Attività da svolgere:
1. Stabilisca se ciascuna affermazione concorda con il testo di lettura, rispondendo sì o no e citando le parole decisive del testo: (a) Costanza è diventata un chirurgo plastico di fama; (b) la madre di Costanza è rimasta vedova una sola volta; (c) Costanza torna a Villa Alfieri prima della morte della madre.
2. Secondo il testo di lettura, in quale località si trova Villa Alfieri?
3. Riporti tutte le domande dirette, cioè le frasi che terminano con il punto interrogativo, contenute nel testo di lettura.

Testo di lettura:
--------

Che cosa è il pozzo della discordia? E’ il pozzo simbolo, è il luogo dove tutto si interrompe, dove il torbido di una doppia esistenza affiora in tutta la sua malignità. E’ il pozzo dove ha trovato la fine l’esistenza travagliata di Enrico, uomo discutibile, di indubbio fascino, amante delle belle donne e della bella vita, arrivato al punto di abitare con la moglie ufficiale e l’amante dirimpetto. Passano gli anni, ma lui è sempre lì testimone muto di esistenze grame. Come quella della stessa moglie di Enrico che rimasta vedova per la seconda volta, cresce con acredine la figlia Costanza, divenuta chirurgo plastico di fama. Lei dopo la morte della madre torna nei luoghi dell’infanzia a Villa Alfieri a Neive, decisa a rimettere ordine. Ma troppe cose non quadrano. Sua madre pare morta d’infarto, ma presenta ferite non compatibili con questa tesi. Pare proprio che qualcuno le abbia fracassato la testa, dopo che lei stessa era già deceduta. E chi è che, nottetempo, penetra nella casa di Costanza, lasciando cartine di golia, vasi spostati e quant’altro? Anche nella casa di fronte dalla sua vicina strane ombre si affacciano incuriosite su di lei. Che cosa sta accadendo? I due fatti sono indipendenti? Qui urge una preziosa indagine dei nostri amati investigatori! Come finirà?

--------

Dati mostrati:
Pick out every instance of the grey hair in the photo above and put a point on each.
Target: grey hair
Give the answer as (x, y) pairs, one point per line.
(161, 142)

--------

Elenco delle risposte:
1.
(a) Sì: "divenuta chirurgo plastico di fama".
(b) No: "rimasta vedova per la seconda volta".
(c) No: "dopo la morte della madre torna nei luoghi dell’infanzia a Villa Alfieri a Neive".

2. A Neive.

3.
- Che cosa è il pozzo della discordia?
- E chi è che, nottetempo, penetra nella casa di Costanza, lasciando cartine di golia, vasi spostati e quant’altro?
- Che cosa sta accadendo?
- I due fatti sono indipendenti?
- Come finirà?